* **SHORT EXERCISE**
Print every line from the one containing "Using the image above, draw a bounding box around the reflection" down to the final line of the items, both ends included, reproducing each line without any alteration.

* **GIVEN RECORDS**
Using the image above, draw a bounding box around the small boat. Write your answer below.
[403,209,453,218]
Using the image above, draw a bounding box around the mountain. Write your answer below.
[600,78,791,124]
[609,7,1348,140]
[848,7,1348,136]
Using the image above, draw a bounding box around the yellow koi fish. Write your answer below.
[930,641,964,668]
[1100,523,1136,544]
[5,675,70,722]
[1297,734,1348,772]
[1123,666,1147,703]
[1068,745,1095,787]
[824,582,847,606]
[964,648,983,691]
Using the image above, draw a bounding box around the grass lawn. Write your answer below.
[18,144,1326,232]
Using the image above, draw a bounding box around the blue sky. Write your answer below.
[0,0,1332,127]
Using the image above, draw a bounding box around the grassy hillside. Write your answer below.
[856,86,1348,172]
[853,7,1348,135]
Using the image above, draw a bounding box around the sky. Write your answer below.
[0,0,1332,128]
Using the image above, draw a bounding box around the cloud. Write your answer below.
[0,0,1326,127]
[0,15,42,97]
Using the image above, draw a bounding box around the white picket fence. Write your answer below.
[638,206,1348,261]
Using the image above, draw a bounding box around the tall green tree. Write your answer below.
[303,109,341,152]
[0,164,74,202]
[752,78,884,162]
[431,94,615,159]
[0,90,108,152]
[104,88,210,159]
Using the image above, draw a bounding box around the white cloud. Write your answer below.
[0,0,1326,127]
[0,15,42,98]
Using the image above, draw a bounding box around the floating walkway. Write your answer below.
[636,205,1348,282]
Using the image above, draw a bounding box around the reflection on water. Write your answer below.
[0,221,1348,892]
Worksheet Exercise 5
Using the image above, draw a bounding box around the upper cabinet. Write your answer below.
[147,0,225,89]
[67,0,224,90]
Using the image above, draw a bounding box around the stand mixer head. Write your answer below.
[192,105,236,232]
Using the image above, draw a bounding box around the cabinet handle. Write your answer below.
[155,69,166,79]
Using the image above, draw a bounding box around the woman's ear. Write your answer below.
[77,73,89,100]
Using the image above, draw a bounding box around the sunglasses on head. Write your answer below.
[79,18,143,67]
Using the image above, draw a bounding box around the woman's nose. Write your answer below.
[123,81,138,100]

* **WRITTEN ANSWER**
Using the image above, draw a bounding box around the reflection on water. Write your answer below.
[0,221,1348,892]
Worksheet Exercise 5
Using the image above, draw a bounding box around the upper cabinet. Write your answer below.
[147,0,225,89]
[67,0,224,90]
Using the image above, draw a bounding box around the stand mixer head. Write your answer below.
[192,105,236,232]
Using the image above, draw a bounding box around the cabinet handle. Write your answer below.
[155,69,166,79]
Using the image above, draw a bounding box around the woman's ear. Write your answer below.
[77,73,89,100]
Using the image above, draw a bounding box around the sunglasses on head. Write your answer below.
[79,18,143,67]
Using the image above, draw a bounding box around the woman's nose. Write your answer below.
[123,81,138,100]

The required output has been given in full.